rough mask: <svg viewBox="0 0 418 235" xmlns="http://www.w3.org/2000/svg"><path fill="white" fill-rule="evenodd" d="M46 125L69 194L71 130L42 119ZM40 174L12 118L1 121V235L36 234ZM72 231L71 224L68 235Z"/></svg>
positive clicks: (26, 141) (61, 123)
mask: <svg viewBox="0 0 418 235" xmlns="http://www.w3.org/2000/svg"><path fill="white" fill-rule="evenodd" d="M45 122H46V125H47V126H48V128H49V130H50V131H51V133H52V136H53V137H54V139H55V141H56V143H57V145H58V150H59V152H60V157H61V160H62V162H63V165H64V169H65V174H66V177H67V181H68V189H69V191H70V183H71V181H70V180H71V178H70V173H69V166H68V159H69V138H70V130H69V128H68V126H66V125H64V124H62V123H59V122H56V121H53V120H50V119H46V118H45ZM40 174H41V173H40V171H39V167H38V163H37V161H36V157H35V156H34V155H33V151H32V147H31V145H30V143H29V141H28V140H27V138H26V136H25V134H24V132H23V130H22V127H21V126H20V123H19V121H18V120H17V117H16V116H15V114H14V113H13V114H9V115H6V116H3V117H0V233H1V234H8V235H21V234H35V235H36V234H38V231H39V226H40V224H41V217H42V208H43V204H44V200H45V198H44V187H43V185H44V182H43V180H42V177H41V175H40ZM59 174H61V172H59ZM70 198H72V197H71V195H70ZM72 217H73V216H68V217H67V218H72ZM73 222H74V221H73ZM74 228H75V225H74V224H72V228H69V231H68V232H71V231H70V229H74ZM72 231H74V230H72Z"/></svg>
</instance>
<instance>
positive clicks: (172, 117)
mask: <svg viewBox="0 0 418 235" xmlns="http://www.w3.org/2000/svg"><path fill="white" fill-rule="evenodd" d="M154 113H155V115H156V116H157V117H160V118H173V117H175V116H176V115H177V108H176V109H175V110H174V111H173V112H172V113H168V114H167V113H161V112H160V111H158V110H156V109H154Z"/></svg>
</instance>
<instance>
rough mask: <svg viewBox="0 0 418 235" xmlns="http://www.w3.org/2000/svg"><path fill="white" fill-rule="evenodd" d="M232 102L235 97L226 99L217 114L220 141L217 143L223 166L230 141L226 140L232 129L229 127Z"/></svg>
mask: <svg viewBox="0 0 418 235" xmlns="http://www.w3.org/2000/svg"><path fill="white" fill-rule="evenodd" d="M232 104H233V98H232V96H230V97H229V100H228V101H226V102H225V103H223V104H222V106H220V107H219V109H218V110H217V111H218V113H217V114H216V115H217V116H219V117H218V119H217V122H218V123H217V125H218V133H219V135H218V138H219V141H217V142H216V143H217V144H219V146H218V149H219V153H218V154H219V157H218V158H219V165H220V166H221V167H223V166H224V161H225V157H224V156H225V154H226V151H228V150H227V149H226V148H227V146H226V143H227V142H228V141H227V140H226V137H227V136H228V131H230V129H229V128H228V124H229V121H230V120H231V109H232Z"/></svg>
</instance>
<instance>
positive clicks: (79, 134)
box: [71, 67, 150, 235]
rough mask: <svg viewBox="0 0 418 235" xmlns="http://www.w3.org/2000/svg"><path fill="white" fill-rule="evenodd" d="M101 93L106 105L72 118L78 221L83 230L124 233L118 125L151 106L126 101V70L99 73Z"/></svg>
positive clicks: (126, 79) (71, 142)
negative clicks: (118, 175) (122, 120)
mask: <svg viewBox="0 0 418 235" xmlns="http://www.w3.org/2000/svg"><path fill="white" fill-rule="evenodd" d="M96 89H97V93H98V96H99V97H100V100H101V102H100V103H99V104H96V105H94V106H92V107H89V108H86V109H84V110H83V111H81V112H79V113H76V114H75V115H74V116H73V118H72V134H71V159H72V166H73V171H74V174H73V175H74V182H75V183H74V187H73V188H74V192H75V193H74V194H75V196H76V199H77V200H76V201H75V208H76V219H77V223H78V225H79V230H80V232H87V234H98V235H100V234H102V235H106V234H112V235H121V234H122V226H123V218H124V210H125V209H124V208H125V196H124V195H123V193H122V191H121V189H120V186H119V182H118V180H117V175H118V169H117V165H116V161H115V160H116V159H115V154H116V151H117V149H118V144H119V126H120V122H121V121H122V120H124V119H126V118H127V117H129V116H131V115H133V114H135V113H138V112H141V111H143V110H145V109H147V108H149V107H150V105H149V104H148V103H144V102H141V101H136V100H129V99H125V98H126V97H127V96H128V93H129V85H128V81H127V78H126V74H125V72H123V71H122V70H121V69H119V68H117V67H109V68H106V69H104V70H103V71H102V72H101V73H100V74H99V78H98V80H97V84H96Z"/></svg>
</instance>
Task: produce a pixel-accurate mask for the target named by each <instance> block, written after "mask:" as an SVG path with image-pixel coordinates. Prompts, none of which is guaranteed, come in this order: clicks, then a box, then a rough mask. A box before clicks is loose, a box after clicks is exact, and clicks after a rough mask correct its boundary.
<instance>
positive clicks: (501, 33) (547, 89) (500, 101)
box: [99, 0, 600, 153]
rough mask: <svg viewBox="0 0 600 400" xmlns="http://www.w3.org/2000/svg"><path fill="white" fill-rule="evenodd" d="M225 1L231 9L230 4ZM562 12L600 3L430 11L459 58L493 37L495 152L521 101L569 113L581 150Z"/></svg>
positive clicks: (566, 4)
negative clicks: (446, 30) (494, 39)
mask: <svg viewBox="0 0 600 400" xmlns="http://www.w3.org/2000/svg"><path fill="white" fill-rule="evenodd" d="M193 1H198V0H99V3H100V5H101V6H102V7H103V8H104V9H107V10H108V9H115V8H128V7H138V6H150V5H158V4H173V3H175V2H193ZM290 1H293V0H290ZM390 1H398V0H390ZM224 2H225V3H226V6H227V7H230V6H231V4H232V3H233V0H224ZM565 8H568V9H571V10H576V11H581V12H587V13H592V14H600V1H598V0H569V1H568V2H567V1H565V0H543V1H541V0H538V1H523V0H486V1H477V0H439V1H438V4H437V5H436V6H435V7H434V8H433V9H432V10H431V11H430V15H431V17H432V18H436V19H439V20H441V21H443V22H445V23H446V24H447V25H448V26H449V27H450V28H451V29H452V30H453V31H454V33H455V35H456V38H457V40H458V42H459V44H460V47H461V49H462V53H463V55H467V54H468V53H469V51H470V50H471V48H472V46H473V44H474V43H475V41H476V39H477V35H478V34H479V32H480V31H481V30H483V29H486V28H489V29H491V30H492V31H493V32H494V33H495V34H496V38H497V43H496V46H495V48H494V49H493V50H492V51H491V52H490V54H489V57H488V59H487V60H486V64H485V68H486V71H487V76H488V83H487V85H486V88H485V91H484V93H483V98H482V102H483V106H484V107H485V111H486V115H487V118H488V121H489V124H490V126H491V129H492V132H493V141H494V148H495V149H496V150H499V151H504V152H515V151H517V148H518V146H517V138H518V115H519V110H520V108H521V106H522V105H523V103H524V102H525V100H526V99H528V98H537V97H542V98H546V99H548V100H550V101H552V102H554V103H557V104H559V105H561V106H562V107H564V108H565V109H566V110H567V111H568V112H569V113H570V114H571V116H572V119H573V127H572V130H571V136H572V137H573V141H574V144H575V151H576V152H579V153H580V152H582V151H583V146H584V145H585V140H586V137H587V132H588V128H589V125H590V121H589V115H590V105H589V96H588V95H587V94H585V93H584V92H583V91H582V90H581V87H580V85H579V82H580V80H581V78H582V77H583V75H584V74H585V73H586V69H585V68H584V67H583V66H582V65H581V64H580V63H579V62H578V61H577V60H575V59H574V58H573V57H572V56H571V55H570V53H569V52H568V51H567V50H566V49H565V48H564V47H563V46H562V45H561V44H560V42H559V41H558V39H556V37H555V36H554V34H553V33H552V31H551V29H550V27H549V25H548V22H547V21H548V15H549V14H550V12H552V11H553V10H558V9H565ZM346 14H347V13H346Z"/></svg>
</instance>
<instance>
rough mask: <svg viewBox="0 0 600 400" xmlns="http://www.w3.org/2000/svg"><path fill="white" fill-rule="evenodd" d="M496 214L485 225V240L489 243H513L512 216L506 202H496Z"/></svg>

**Your goal**. Starting at the line that has "positive clicks: (501, 33)" in the records above, restate word for word every line until the one that has "positive clicks: (566, 4)", and include that one as well.

**Solution below**.
positive clicks: (501, 33) (547, 89) (500, 101)
box: [99, 0, 600, 153]
rough mask: <svg viewBox="0 0 600 400" xmlns="http://www.w3.org/2000/svg"><path fill="white" fill-rule="evenodd" d="M225 1L231 9L230 4ZM562 12L600 3L430 11L459 58L493 37L495 152L521 101L569 113L581 150Z"/></svg>
positive clicks: (566, 4)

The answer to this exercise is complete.